Is "assert (this)" a viable pattern?

Question

Suppose the C++ below. Before calling of a->method1() it has an assert (a) to check if a is sane.

The call a->method2() has no such assertion; instead method2 itself checks for a valid this by means of assert (this).

It that viable code re. the C++ specification?

Even if it's covered by the standard, it not good style of course, and it's error prone if the code ever changes, e.g. if the method is refactored to a virtual method. I am just curios about what the standard has to say, and whether g++ code words by design or just by accident.

The code below works as expected with g++, i.e. the assertion in method2 triggers as intended, because just to call method2 no this pointer is needed.

#include <iostream>
#include <cassert>

struct A
{
    int a;
    A (int a) : a(a) {}

    void method1 ()
    {
        std::cout << a << std::endl;
    }

    void method2 ()
    {
        assert (this);
        std::cout << a << std::endl;
    }
};

void func1 (A *a)
{
    assert (a);
    a->method1();
}

void func2 (A *a)
{
    a->method2();
}

int main ()
{
    func1 (new A (1));
    func2 (new A (2));
    func2 (nullptr);
}

Output

1
2
Assertion failed: this, file main.cpp, line 16

Answer 1

Answering your question up front: "C++: Is "assert (this)" a viable pattern?" - No.

assert(this); is pointless. The C++ standard guarantees that the this pointer is never nullptr in valid programs.

If your program has undefined behaviour then all bets are, of course, off and this might be nullptr. But an assert is not the correct fix in that case, fixing the UB is.

Answer 2

Even if it's [permitted] by the standard

It isn't.

---

it not good style of course

Nope.

---

and it's error prone if the code ever changes, e.g. if the method is refactored to a virtual method.

I concede that a virtual member function is more likely to cause a "crash" here, but you already have undefined behaviour and that's not just a theoretical concern: you can expect things like the assertion or conditions to be elided, or other weird things to happen.
※ ※ ※
# Problems to solve
(1) Print the part of the assert(this) thread starting with "The call a->method2()" and going on through "the C++ specification?".
(2) In the assert(this) thread, what does Answer 1 say the C++ standard guarantees about the this pointer?
(3) Please write the next part of the assert(this) thread, starting after its last sentence.
The lines that come next are separate material, apart from the assert(this) thread.

# Recorded information
※ ※ ※
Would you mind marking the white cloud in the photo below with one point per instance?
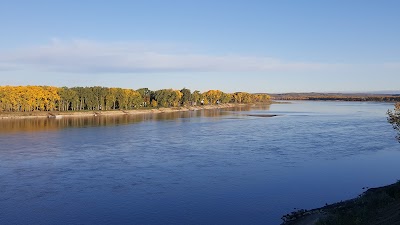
(120, 57)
※ ※ ※
# Answers per task
(1)
The call a->method2() has no such assertion; instead method2 itself checks for a valid this by means of assert (this).

It that viable code re. the C++ specification?

(2) It guarantees that the this pointer is never nullptr in valid programs.

(3)
This pattern is a big no-no.

---

I am just curios about what the standard has to say

It says:

[expr.ref/2] [..] For the second option (arrow) the first expression shall be a prvalue having pointer type. The expression E1->E2 is converted to the equivalent form (*(E1)).E2 [..]

[expr.unary.op/1] The unary * operator performs indirection: the expression to which it is applied shall be a pointer to an object type, or a pointer to a function type and the result is an lvalue referring to the object or function to which the expression points. [..]

Notice that it doesn't explicitly say "the object must exist", but by saying that the expression refers to the object, it implicitly tells us that there must be an object. This sort of "gap" falls directly into the definition of undefined behaviour, by design.

---

whether g++ code words by design or just by accident.

The last one.

Answer 3

this cannot be nullptr, (else there is already undefined behavior).

in your case

a->method2(); // with a == nullptr

invokes undefined behavior, so checking afterward is useless.

Better signature to mean not null pointer is reference:

void func3(A& a)
{
    a.method1();
}

int main ()
{
    A a1(1); // no new, so no (missing) delete :-)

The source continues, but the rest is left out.